## EXERCISES
**a.** Using the background section below, explain in one to three sentences why an agency should not keep a record past the maximum hold period on its retention schedule.
**b.** According to the background section below, which of the three Uniform Guidance tests for a federal grant cost is the most litigated?

Background & Context

3 stories

2.1

Records-retention schedules: the silent compliance trap.

Most agencies have records-retention schedules that prescribe minimum and maximum hold periods for each record series. Discarding too early (below minimum) violates state records law; holding too long (above maximum) creates discovery exposure and storage cost. Both errors are routine.

Why It Matters

Records litigation typically lands between the minimum and maximum boundaries — the gray zone where the schedule could go either way. A consistently followed schedule is the best defense against claims of selective retention.

2.2

The federal grant cost-allowability question to ask first.

Before incurring any cost on a federal grant, the question is whether 2 CFR 200 (Uniform Guidance) treats the cost as allowable, allocable, and reasonable. "Reasonable" is the most-litigated of the three; auditors will second-guess it after the fact using a prudent-person standard.

## DATA EXTRACT
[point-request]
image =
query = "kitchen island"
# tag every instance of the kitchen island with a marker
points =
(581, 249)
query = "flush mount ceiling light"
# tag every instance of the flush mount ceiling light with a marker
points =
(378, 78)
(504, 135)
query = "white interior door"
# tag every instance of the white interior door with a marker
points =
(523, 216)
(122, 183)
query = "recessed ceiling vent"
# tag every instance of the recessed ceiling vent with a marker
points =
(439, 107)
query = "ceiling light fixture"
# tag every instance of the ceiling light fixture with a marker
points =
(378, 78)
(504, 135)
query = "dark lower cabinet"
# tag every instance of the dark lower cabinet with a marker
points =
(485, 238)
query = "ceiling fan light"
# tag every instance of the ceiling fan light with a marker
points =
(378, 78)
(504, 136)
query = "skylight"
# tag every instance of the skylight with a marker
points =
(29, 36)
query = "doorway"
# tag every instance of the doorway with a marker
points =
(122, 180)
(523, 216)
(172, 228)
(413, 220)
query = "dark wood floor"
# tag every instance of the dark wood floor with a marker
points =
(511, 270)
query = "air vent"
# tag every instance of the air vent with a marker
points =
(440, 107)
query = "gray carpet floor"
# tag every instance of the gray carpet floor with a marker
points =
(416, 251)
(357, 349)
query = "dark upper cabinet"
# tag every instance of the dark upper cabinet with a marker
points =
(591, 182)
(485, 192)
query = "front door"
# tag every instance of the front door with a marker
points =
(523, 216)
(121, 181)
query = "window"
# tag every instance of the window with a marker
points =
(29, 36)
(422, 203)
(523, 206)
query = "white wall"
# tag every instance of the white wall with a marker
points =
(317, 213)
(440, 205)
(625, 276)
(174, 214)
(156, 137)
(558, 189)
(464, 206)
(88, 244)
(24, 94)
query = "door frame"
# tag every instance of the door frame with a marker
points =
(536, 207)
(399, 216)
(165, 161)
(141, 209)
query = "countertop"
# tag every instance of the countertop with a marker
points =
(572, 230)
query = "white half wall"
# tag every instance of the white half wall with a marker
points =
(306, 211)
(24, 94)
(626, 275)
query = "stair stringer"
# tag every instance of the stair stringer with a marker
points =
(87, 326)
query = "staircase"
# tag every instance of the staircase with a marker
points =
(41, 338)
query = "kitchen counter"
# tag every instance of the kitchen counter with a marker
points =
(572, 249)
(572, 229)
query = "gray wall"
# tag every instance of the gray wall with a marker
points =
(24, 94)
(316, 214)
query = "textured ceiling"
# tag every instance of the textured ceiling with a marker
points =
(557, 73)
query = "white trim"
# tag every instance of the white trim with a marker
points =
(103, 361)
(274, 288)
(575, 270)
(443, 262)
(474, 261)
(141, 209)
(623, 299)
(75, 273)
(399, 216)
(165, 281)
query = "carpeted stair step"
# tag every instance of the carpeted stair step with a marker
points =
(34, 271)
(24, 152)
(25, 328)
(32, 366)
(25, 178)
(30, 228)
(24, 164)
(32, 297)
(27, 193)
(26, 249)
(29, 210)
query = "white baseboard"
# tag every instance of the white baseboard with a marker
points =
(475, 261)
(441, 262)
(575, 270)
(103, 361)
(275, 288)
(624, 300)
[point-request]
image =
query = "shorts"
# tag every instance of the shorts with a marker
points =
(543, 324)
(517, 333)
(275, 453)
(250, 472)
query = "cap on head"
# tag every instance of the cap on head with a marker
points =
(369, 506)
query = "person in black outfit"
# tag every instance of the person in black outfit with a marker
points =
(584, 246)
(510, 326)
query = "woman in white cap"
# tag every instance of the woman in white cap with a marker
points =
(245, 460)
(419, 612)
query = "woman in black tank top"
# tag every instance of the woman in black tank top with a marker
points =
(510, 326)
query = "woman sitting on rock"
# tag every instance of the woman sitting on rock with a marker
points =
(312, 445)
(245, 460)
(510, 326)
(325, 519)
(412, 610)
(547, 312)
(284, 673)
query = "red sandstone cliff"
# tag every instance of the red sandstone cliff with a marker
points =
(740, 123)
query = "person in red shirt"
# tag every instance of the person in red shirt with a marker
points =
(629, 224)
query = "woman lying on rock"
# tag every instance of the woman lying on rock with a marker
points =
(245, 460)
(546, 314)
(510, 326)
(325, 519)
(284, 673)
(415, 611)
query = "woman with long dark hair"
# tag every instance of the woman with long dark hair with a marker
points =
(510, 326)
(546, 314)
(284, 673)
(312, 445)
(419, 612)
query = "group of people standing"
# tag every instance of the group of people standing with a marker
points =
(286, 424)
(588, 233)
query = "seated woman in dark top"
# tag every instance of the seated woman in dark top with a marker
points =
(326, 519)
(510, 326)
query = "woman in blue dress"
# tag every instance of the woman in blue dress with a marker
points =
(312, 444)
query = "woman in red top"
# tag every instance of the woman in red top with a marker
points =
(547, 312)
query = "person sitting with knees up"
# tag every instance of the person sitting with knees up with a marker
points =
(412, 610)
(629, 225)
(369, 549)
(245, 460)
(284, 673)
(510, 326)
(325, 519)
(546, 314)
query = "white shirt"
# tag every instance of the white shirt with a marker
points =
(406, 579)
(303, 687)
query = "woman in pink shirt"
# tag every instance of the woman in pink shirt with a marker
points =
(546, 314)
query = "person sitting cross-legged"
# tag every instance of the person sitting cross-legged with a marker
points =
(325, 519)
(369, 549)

## TASK-BY-TASK RESULTS
**a.** Holding a record longer than the maximum hold period creates discovery exposure. It also adds storage cost.

**b.** The test of whether the cost is reasonable.